BRIEF
Reproduce everything from the beginning of the entries down to the line containing "102], [139, 112]]]", substituting "black lace gown" for "dark lace dress" and leaving all else unchanged.

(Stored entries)
————————
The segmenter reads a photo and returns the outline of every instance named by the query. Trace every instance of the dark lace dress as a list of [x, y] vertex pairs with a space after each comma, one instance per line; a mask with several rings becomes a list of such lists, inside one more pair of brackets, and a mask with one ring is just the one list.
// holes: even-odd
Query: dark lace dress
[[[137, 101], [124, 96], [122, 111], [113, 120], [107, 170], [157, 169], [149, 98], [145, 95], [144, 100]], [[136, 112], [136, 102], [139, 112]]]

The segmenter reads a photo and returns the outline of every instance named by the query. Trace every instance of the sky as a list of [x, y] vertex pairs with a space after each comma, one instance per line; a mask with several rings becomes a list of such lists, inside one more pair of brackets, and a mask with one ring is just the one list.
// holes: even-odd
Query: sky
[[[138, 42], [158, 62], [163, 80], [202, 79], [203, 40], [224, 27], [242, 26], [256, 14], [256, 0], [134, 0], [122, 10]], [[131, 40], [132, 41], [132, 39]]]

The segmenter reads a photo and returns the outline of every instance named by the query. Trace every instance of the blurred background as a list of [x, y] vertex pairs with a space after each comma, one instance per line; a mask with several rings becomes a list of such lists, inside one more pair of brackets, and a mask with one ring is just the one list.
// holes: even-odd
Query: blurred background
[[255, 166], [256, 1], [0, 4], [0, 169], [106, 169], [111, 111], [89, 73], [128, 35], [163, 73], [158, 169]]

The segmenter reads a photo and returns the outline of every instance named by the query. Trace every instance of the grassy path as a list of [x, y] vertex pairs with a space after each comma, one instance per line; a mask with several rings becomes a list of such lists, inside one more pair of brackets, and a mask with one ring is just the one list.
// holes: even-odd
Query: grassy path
————————
FINISHED TASK
The segmenter reads a photo and returns the outline of every instance named by the query. Trace every instance of the black lace gown as a list of [x, y] vertex pairs with a space after each comma, one instance per line; a mask with several rings becomes a list of such lists, inside one more pair of brackets, and a mask with one ring is just the one list.
// holes: even-odd
Query: black lace gown
[[[137, 101], [124, 96], [122, 111], [113, 120], [107, 170], [157, 169], [149, 98], [145, 95], [144, 100]], [[136, 112], [136, 102], [139, 112]]]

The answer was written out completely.